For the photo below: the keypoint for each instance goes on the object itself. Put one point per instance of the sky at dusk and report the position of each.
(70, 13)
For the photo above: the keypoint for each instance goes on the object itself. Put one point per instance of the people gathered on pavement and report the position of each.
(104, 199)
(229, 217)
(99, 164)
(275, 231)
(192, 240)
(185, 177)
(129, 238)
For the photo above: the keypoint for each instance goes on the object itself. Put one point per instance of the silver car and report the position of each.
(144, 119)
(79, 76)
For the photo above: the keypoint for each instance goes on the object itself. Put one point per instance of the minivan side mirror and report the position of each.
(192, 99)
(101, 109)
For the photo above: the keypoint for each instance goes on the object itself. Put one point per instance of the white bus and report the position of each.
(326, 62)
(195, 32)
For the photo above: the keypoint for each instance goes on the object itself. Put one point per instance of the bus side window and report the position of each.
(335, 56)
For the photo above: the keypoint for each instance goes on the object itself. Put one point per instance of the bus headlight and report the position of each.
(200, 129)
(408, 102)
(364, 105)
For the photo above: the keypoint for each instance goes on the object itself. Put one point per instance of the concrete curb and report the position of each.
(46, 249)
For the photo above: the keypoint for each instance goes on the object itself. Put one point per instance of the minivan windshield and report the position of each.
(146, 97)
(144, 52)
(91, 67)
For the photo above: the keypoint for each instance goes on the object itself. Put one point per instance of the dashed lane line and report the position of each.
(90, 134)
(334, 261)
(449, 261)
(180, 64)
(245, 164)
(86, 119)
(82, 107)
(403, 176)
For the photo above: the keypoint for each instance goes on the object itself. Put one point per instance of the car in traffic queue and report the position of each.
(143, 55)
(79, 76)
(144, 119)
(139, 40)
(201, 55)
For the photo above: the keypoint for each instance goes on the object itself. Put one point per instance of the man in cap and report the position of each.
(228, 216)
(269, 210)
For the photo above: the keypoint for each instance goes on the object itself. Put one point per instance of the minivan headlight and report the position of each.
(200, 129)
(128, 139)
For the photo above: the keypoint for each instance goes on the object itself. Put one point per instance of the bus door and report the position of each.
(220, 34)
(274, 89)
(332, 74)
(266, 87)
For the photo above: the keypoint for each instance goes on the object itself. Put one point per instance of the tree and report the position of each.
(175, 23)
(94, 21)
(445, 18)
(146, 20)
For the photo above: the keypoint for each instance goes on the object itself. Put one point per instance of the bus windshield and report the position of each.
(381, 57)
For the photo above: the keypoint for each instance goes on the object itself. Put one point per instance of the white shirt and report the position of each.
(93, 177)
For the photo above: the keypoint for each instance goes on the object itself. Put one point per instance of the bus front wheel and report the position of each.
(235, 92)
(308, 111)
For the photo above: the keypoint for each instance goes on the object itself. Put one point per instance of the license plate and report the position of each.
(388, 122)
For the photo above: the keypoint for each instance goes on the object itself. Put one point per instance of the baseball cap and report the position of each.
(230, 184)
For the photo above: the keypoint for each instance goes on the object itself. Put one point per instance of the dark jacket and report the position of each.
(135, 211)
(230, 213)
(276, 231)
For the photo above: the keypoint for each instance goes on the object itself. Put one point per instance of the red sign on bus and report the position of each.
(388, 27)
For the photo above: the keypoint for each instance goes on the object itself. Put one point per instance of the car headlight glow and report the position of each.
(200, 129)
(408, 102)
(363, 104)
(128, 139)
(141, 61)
------------------------------
Express the lines as a JSON list of strings, one string per line with blank lines left out, starting at the line that contains "shirt and report the position of each." and stopping after the last line.

> [EXERCISE RESPONSE]:
[
  "For the photo above: the keypoint for each instance goes on the object itself. Put one point per instance of the white shirt and report the position of each.",
  "(93, 177)",
  "For the photo above: the keypoint for each instance goes on the object itself. Put one point per instance of the bus front wheel and report the position of each.",
  "(235, 92)",
  "(308, 111)",
  "For the photo above: the keypoint for each instance goes on the object itself. Put one point per instance of the license plate and report the position of each.",
  "(388, 122)",
  "For the photo above: the keypoint for each instance goes on the object itself. Put one point per instance of the baseball cap and report the position of each.",
  "(230, 184)",
  "For the photo above: the keypoint for each instance goes on the object itself. Put one point per instance of the dark jacket and report the position of each.",
  "(135, 211)",
  "(230, 213)",
  "(276, 231)",
  "For the photo above: the keypoint for each instance goes on the object itself. Put one point per instance of the red sign on bus and report the position of each.",
  "(388, 27)",
  "For the photo above: the keypoint for each instance goes on the object itself. Put one point per instance of the car headlight glow and report the position of each.",
  "(200, 129)",
  "(408, 102)",
  "(363, 104)",
  "(128, 139)",
  "(141, 61)"
]